▶ _Task to carry out_:
What you return must be the lines of the data that hold the word "outline".

▶ _Dataset content_:
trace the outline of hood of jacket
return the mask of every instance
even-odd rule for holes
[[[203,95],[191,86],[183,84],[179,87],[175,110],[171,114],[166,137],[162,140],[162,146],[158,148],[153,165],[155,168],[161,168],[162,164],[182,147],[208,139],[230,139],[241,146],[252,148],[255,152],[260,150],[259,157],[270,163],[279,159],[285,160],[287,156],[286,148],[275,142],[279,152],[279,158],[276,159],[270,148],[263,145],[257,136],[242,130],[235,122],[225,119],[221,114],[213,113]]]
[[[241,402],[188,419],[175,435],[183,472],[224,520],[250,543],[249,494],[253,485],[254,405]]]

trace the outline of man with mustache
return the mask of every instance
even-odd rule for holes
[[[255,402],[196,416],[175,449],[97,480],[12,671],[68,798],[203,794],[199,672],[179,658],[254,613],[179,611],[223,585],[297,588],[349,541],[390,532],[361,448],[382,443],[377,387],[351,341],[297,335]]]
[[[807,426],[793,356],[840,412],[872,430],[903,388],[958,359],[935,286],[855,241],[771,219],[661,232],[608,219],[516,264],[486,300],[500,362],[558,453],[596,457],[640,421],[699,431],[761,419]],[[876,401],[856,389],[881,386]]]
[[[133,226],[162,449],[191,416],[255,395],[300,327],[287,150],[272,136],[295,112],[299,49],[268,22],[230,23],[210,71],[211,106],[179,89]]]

▶ _Answer to this problem_:
trace the outline of hood of jacket
trace the outline of man with mustache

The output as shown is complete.